• [Brano del documento]:
+ + + +

Il mistero del carbonio mancante: la torre di Harvard che dal 1989 misura la respirazione delle foreste
Decenni fa, gli scienziati non sapevano dove finisse metà della CO₂ emessa, così installarono una torre nascosta tra gli alberi del Massachusetts per ascoltare il respiro del pianeta. La sua nuova sostituzione promette di continuare a misurare i "sospiri" della foresta e di decifrare come il cambiamento climatico stia alterando quel battito naturale.

Nel cuore del Massachusetts, la foresta respira. Ogni boccata d’aria che espira e ogni sorso di anidride carbonica che assorbe vengono registrati, da oltre trent’anni, in una torre che ascolta con una pazienza fuori dal comune. Alcuni scienziati la chiamano la torre di Harvard, ma si potrebbe descrivere meglio come uno stetoscopio del pianeta.
Il caso del carbonio mancante
Negli anni Ottanta, gli scienziati si trovarono di fronte a un enigma che sembrava uscito da un romanzo giallo. Sapevano quanta anidride carbonica l’umanità emetteva bruciando combustibili fossili e quanta se ne accumulava nell’atmosfera. I conti non tornavano: quasi la metà del CO₂ scompariva ogni anno. Dov’era finito quel carbonio mancante?

+ + + +

• [Elenco voci]:
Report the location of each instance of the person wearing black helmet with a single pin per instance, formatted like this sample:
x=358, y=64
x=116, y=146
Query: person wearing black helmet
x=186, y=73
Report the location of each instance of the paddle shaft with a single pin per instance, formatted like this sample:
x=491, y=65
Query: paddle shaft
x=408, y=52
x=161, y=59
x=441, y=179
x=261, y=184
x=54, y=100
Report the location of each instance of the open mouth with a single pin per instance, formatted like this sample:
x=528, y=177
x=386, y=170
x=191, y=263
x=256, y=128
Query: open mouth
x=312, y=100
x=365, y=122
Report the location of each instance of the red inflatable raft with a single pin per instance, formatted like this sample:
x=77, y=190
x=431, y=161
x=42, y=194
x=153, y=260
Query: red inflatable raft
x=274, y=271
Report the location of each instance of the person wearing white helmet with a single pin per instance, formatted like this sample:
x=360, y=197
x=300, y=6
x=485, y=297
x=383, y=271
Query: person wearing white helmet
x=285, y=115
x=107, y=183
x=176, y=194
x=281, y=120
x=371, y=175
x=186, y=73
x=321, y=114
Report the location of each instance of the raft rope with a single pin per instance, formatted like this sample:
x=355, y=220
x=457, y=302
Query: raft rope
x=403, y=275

+ + + +

• [Compito assegnato 1]: Trova nel testo sulla torre di Harvard tutte le espressioni che indicano un momento o una durata, come date, decenni e periodi.
• [Compito assegnato 2]: Secondo il testo sulla torre di Harvard, quanta CO₂ spariva ogni anno negli anni Ottanta?
• [Compito assegnato 3]: Riprendi il testo sulla torre di Harvard dal punto in cui si ferma.
Le voci arrivano da un'altra fonte.

• [Risposta corretta 1]:
- dal 1989
- Decenni fa
- da oltre trent'anni
- Negli anni Ottanta
- ogni anno

• [Risposta corretta 2]: Quasi la metà.

• [Risposta corretta 3]:
I boschi erano i principali sospettati. Si sapeva che le piante catturano il carbonio attraverso la fotosintesi, ma anche che i microbi del suolo lo restituiscono all’aria decomponendo foglie e rami morti. Mancava capire quale processo dominasse.
Fu allora che comparve il chimico atmosferico Steven Wofsy, deciso a seguire le tracce dall’alto di una foresta. Se fosse riuscito a misurare l’anidride carbonica nelle correnti d’aria che salgono e scendono tra gli alberi, avrebbe potuto dedurre se una foresta fosse una fonte o un pozzo di carbonio.
Una torre che ascolta la foresta
Nell’ottobre del 1989, Wofsy eresse una torre a traliccio di 30 metri nella Foresta di Harvard, un’area di 16 chilometri quadrati dove un tempo si trovavano fattorie. Da allora, la struttura misura, otto volte al secondo, le concentrazioni di anidride carbonica e di vapore acqueo, e la velocità del vento in tutte le direzioni. Con queste variabili calcola il “flusso di turbolenza”: lo scambio netto di gas tra la foresta e l’atmosfera.
I primi risultati stupirono tutti. Le querce, gli aceri e le conifere della zona assorbivano circa due tonnellate di carbonio per ettaro all’anno. La Foresta di Harvard, che molti ritenevano ormai in equilibrio, continuava invece ad accumulare carbonio. Lì si trovava il carbonio mancante — e anche un nuovo modo di misurarlo.
“La maggior parte pensava che queste foreste fossero già sature di carbonio”, ricordò anni dopo Wofsy. “Ma continuavano a crescere, continuavano a respirare”.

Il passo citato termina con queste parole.